# DOCUMENT SEGMENT start

I came to echo the people who are encouraging a moderate approach to voting. No, I don't want them to just start the whole process off by voting. The early round of eliminations is usually pretty brief and agreeable; someone brings up a game they are sure won't make the cut, most people agree, and then the game is never heard from again.

Voting would greatly accelerate the process, though, in some places that desperately need it. I love Brad and Austin, but they truly mucked up these debates when in successive years they planted their feet stubbornly for games that either nobody liked or that nobody played. That caused the 10th spot to become an endless debate between people with vastly different passions trying to squeak in games that don't have a lot of sway with anyone but themselves. Had they voted this year, the two hour tug of war between Dream Daddy and Yakuza would have been solved in much less time. Let Abby make her pitch for Dream Daddy and Alex make his pitch for Yakuza once (not one thousand times), vote, and then be done with it.

# DOCUMENT SEGMENT end
# RECORDED DATA start

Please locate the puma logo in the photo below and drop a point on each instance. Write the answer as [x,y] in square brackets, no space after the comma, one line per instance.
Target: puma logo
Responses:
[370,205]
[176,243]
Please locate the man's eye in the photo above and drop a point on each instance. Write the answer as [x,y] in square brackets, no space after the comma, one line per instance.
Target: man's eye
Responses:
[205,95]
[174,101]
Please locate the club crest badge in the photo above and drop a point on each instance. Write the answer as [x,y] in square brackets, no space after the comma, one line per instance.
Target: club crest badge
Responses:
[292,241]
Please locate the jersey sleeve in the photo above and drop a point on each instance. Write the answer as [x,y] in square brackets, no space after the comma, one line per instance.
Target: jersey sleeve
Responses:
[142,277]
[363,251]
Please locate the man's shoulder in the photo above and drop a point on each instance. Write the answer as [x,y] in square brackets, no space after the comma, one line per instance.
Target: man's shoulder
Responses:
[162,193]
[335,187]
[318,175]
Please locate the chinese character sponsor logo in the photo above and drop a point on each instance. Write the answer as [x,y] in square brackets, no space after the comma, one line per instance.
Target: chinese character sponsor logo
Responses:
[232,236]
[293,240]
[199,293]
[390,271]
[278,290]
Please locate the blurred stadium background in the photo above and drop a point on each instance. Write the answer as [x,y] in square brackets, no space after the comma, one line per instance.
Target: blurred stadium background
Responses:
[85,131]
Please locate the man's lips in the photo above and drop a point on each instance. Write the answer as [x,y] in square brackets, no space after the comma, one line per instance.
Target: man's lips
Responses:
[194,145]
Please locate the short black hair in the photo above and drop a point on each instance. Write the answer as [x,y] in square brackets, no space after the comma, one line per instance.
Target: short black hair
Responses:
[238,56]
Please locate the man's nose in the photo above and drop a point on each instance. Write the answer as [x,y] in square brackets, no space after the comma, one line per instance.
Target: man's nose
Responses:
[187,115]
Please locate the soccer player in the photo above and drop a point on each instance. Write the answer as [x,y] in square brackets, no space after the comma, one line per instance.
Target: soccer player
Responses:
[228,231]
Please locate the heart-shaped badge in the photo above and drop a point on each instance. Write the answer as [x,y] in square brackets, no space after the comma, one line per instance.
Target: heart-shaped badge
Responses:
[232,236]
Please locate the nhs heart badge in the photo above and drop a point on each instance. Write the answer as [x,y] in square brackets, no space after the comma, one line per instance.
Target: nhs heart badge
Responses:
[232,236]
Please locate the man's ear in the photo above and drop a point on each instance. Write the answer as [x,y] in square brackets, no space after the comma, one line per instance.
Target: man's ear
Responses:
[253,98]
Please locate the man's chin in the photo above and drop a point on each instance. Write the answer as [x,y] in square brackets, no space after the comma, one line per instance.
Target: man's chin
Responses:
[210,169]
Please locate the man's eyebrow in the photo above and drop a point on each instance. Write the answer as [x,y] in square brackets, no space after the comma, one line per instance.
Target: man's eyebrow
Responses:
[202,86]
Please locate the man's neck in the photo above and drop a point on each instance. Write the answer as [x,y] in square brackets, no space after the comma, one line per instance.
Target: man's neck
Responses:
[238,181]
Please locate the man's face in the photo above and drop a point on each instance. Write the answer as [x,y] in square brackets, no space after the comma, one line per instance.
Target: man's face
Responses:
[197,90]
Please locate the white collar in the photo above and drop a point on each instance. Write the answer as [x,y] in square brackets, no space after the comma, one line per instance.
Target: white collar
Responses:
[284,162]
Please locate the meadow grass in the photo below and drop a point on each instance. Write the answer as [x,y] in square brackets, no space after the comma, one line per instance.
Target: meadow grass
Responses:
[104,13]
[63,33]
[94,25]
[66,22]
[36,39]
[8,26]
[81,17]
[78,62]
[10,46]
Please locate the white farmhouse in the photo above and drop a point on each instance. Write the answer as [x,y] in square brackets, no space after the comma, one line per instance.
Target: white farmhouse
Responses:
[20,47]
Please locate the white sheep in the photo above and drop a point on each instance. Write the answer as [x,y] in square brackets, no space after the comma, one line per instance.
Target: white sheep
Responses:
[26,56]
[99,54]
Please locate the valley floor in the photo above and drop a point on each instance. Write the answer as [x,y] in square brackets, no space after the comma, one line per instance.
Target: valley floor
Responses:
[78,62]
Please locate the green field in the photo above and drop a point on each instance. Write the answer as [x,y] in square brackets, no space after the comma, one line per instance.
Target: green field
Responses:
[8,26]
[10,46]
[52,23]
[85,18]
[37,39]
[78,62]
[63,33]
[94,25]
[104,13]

# RECORDED DATA end

▶ **GIVEN INSTRUCTION A**:
Answer these questions about the text on voting in the debates:
(i) What usually happens after someone brings up a game in the early round of eliminations?
(ii) Which spot became an endless debate?
(iii) Which two games were caught in the two-hour tug of war?
▶ **GIVEN INSTRUCTION B**:
Carry on the text about voting in the debates, starting right after its final sentence.

▶ **EXERCISE ANSWER A**:
(i) Most people agree the game won't make the cut, and it is never heard from again.
(ii) The 10th spot.
(iii) Dream Daddy and Yakuza.

▶ **EXERCISE ANSWER B**:
What they do now is hardly better than a vote because I don't truly believe anyone picks a side based on which argument they think is better; I think they just pick the side that seems less likely to back down based on hours of evidence. Ben and Jeff both said that they were swayed by the arguments for Dream Daddy, but it seemed to me like they were more swayed by the fact that Alex and Dan are seasoned veterans and know when to give up the fight. That's not exactly the recipe for an authentic staff top ten.

Plus, the one time they did vote (but ignored the results by and large), Steamworld Dig 2 and maybe Uncharted would have made the top ten, which would have been a win for everybody! :)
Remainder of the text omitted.